THE REQUEST:
Retype the data verbatim, starting at the line that contains "Where can you find the stone house" and continuing through the last line of the data.

Rows taken from a pointing dataset:
┄┄┄┄┄┄┄┄┄┄┄┄┄┄┄┄┄┄┄┄
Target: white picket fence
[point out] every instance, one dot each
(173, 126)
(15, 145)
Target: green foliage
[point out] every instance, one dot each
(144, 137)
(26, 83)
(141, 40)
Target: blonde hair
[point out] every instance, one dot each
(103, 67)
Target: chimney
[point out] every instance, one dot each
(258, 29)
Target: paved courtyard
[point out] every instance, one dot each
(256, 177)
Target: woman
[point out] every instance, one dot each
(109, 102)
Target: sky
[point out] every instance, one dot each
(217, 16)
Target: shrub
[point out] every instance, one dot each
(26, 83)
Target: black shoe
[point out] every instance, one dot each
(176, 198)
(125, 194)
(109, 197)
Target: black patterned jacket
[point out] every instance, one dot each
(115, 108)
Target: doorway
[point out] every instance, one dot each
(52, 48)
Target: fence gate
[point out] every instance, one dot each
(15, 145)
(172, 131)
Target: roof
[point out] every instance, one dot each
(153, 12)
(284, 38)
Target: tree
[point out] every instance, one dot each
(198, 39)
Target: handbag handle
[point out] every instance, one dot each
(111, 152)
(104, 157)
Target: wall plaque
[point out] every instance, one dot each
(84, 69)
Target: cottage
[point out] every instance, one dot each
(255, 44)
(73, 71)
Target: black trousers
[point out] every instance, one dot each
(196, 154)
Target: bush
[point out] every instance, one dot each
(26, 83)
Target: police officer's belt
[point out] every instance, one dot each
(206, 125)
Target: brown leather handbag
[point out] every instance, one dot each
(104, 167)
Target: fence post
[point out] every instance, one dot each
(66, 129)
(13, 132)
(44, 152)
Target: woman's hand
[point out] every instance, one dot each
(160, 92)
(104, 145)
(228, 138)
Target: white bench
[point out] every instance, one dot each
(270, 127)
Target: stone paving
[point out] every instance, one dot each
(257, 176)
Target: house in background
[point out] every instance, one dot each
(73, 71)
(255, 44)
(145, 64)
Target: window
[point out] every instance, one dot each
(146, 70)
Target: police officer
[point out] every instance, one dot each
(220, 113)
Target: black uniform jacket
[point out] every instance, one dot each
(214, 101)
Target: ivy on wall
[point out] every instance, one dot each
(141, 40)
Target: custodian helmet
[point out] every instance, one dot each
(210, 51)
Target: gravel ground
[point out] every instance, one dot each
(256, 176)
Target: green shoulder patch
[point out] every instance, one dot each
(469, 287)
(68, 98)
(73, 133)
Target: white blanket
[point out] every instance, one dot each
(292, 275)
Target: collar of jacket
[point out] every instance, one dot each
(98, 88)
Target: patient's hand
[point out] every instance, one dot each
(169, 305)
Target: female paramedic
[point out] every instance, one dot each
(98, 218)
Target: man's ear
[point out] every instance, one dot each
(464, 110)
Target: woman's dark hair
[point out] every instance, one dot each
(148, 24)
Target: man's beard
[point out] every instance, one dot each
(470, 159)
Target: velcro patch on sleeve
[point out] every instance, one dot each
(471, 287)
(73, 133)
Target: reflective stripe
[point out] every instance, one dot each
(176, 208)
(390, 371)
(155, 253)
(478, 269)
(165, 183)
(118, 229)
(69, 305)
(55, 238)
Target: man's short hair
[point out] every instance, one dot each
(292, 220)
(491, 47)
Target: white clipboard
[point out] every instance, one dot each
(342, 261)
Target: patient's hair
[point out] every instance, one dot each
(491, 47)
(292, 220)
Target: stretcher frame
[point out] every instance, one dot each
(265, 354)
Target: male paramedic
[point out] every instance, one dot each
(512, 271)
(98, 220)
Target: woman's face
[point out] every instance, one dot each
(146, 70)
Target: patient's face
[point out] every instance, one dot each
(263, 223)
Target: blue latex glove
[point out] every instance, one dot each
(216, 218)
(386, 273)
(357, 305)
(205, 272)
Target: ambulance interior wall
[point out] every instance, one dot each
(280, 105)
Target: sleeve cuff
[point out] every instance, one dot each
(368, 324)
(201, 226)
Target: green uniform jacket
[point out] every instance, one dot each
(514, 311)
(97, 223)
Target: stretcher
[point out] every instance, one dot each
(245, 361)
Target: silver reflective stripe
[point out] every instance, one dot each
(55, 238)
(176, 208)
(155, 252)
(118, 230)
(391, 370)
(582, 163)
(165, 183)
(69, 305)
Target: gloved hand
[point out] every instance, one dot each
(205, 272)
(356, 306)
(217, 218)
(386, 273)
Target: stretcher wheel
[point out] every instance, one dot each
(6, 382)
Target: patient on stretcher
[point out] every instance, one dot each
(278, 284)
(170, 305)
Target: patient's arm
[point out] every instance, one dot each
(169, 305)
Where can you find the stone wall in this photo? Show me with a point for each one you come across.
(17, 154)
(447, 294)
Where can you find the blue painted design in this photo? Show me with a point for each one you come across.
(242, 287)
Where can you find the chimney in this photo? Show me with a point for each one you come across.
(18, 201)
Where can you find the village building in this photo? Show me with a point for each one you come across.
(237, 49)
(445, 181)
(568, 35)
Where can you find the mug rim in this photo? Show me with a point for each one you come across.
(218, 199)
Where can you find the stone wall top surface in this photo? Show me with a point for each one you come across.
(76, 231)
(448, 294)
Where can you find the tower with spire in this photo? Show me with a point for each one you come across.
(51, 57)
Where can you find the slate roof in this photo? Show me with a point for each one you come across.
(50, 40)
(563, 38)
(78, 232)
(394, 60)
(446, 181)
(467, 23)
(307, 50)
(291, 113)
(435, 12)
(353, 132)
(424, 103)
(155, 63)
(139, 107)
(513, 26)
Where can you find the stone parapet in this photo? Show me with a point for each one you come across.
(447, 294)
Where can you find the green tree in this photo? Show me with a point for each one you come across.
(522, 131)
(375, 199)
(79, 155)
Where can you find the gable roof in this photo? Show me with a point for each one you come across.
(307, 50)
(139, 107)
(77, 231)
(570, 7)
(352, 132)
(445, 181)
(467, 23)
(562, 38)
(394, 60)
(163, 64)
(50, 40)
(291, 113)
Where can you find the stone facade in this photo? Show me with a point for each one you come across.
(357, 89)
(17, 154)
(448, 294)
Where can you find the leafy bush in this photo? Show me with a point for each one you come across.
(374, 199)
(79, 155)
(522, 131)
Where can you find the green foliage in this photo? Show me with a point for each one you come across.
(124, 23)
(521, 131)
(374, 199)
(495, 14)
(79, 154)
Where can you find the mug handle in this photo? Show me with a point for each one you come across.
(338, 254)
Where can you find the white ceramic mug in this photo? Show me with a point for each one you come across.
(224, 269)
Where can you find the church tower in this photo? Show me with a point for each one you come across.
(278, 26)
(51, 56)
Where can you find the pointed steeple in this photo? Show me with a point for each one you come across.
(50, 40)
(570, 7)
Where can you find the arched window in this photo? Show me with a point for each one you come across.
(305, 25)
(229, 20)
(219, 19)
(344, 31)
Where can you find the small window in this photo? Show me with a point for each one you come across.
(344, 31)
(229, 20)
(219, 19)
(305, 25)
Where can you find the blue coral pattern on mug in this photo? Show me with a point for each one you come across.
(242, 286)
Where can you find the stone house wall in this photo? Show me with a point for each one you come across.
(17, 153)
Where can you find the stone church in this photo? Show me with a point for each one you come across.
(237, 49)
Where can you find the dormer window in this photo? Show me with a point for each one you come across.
┄┄┄┄┄┄┄┄┄┄┄┄┄┄┄┄┄┄┄┄
CORRECT RESULT:
Where can you find the stone house wall in this photo? Show me with a point for each one you come across.
(17, 153)
Where can you find the stone church in this photo? Show me with a point for each one you come across.
(237, 49)
Where can you find the dormer window in this photo? Show me with a point for each one you come across.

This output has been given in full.